Required task: Show each line of the records below that contains the string "snowy", and treat uppercase and lowercase as different.
--- start Dataset ---
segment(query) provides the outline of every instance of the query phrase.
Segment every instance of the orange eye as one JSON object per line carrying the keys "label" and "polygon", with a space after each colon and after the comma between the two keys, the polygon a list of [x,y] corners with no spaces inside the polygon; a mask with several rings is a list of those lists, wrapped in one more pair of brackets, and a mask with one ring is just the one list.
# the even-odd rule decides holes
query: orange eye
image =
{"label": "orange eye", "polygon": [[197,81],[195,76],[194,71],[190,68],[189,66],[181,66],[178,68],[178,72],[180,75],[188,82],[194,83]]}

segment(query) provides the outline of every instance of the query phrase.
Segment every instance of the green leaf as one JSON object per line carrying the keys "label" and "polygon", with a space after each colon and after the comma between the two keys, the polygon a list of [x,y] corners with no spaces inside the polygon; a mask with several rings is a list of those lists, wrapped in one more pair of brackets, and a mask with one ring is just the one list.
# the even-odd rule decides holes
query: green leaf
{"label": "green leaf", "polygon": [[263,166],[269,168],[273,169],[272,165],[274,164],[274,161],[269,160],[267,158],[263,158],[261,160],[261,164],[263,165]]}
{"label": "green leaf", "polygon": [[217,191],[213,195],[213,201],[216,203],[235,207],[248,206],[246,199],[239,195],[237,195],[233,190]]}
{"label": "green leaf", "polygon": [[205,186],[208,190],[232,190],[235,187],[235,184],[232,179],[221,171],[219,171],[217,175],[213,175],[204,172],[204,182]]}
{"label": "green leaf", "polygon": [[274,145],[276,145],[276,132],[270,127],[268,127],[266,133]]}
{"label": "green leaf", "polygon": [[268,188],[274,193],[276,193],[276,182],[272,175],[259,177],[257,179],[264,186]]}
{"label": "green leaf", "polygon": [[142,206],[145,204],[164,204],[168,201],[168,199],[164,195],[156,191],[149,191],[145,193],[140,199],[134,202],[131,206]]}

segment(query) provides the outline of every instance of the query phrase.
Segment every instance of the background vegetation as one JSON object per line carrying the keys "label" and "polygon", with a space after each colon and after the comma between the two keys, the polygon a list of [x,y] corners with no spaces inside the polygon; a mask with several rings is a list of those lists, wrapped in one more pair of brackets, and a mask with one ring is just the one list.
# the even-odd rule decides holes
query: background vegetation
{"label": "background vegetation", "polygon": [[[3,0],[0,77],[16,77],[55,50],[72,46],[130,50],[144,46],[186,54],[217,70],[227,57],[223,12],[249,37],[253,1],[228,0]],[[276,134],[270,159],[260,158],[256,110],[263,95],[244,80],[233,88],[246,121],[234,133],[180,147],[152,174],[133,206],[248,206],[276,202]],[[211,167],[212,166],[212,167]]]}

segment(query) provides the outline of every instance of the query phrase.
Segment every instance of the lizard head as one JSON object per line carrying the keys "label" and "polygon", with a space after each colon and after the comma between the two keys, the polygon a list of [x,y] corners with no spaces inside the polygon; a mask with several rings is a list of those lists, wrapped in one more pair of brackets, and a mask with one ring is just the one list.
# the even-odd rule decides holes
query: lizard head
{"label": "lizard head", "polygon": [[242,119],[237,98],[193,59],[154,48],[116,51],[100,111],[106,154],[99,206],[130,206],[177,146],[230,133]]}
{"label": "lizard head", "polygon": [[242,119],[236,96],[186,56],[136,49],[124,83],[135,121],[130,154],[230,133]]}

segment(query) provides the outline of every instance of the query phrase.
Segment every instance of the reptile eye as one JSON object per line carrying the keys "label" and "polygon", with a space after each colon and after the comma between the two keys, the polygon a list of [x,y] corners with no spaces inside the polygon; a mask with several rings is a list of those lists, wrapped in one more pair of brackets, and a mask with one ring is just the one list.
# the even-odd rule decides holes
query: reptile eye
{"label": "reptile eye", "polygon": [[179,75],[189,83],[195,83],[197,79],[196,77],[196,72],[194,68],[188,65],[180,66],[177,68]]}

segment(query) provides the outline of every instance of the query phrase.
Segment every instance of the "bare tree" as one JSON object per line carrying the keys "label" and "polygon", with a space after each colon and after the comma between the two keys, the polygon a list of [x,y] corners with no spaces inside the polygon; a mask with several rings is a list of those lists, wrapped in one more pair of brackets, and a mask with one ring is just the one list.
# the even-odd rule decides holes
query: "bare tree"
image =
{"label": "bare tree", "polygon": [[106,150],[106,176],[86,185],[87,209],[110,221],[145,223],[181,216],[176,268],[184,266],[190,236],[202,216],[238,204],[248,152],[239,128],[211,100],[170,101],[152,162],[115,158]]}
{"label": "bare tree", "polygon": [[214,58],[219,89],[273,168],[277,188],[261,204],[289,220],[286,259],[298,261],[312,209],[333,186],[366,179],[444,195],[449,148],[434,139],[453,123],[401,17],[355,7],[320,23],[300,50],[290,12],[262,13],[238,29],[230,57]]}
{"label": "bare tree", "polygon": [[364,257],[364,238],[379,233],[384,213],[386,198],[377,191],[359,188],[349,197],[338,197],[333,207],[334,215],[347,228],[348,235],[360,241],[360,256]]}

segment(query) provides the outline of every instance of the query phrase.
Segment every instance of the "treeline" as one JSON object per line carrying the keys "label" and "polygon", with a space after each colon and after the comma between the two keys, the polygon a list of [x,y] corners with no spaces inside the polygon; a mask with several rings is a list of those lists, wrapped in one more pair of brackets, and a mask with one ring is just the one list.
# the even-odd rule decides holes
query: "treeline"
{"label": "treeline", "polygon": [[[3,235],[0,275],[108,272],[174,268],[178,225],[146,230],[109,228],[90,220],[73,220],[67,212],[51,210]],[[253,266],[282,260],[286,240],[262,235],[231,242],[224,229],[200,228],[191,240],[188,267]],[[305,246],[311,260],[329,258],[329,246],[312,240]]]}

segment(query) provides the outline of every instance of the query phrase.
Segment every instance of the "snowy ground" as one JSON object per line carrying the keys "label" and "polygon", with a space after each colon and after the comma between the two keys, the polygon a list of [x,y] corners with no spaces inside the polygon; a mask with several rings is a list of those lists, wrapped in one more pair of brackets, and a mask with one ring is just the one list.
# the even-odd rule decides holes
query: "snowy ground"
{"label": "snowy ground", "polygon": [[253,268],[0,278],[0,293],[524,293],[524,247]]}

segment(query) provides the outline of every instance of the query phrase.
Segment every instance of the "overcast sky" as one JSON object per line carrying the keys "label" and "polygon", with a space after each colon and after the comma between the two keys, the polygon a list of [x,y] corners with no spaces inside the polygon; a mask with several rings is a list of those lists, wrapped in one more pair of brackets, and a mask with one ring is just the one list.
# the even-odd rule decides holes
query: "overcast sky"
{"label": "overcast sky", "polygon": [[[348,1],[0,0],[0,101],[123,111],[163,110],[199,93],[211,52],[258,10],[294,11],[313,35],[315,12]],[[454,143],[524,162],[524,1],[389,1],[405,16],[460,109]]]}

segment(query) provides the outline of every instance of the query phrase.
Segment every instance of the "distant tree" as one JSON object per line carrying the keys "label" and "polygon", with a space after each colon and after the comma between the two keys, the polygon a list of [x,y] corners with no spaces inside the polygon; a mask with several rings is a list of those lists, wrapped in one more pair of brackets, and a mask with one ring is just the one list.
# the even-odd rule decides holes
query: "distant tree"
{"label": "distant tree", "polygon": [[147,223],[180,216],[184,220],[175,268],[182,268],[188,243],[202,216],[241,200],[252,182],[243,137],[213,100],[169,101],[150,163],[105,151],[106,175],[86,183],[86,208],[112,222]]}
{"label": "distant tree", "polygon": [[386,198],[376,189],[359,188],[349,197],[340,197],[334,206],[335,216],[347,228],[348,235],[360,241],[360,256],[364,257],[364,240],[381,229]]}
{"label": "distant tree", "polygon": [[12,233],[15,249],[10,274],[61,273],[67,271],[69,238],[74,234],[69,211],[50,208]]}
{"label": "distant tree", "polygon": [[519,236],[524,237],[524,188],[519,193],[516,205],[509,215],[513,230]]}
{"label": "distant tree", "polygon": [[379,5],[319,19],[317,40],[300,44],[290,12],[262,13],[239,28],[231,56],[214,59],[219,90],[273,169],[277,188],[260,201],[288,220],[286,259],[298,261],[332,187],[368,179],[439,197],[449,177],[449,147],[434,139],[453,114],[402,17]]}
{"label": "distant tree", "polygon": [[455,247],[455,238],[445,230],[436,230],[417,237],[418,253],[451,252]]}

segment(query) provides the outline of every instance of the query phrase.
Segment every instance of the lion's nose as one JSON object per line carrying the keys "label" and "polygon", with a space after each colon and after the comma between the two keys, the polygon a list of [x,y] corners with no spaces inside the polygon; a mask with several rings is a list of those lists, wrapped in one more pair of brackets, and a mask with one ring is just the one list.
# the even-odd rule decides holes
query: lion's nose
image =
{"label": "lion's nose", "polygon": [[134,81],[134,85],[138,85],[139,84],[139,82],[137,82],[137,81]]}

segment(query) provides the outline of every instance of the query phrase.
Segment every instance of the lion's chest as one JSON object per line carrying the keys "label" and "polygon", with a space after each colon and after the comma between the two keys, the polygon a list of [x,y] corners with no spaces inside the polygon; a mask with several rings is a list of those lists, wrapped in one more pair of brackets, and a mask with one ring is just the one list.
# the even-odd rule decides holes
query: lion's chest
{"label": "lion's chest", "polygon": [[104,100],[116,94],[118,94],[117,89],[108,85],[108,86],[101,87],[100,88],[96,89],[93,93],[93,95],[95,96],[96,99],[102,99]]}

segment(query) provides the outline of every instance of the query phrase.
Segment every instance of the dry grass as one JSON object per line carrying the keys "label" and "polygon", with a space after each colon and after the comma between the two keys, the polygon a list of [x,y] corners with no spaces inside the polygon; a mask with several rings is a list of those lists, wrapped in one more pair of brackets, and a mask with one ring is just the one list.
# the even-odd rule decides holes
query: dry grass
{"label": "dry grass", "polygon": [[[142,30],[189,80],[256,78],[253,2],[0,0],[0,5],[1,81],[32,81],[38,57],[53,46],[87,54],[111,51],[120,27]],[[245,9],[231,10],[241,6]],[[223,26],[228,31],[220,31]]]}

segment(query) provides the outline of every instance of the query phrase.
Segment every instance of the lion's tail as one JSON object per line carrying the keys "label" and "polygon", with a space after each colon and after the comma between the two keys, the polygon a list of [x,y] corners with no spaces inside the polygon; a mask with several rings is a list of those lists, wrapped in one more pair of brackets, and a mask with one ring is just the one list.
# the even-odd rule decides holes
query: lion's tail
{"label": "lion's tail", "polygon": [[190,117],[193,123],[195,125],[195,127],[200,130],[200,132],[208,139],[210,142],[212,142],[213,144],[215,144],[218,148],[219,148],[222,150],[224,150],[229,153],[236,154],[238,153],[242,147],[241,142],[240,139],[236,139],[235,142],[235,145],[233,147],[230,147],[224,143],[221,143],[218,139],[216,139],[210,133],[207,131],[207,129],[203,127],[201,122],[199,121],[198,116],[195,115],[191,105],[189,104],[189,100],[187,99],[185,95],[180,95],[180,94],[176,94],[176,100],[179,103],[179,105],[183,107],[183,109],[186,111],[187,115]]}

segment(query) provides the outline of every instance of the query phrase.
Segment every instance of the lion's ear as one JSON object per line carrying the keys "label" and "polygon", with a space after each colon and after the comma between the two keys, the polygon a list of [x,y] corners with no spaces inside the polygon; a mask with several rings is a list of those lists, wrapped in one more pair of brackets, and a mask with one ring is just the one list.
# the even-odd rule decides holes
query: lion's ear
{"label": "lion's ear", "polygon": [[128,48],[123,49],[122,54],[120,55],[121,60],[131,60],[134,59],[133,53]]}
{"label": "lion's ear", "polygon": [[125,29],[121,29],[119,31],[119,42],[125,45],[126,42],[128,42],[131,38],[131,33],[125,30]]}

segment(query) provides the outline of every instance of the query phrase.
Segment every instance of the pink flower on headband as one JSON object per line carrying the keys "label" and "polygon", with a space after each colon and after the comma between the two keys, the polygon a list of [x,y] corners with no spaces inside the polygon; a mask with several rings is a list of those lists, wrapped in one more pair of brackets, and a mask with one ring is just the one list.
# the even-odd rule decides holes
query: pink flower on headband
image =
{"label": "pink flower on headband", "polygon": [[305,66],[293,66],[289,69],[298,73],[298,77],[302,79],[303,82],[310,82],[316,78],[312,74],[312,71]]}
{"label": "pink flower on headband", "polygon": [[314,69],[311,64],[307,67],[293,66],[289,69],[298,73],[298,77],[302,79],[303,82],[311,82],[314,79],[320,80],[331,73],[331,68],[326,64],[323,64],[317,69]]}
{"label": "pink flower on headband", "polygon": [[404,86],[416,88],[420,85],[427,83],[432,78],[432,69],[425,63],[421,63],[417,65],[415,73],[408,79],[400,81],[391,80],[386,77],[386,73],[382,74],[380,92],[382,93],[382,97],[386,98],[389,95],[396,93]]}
--- end Dataset ---
Correct answer:
Segment every instance of the "snowy ground" as one JSON object per line carrying the keys "label" and "polygon", with a space after each colon and after the comma between the two keys, the polygon a list of [x,y] corners with no spaces inside the polygon; a mask with several rings is a list of those lists, wrapped in one more pair of brackets, and a mask with one ring is just the one list.
query: "snowy ground"
{"label": "snowy ground", "polygon": [[253,268],[0,278],[0,293],[524,293],[524,247]]}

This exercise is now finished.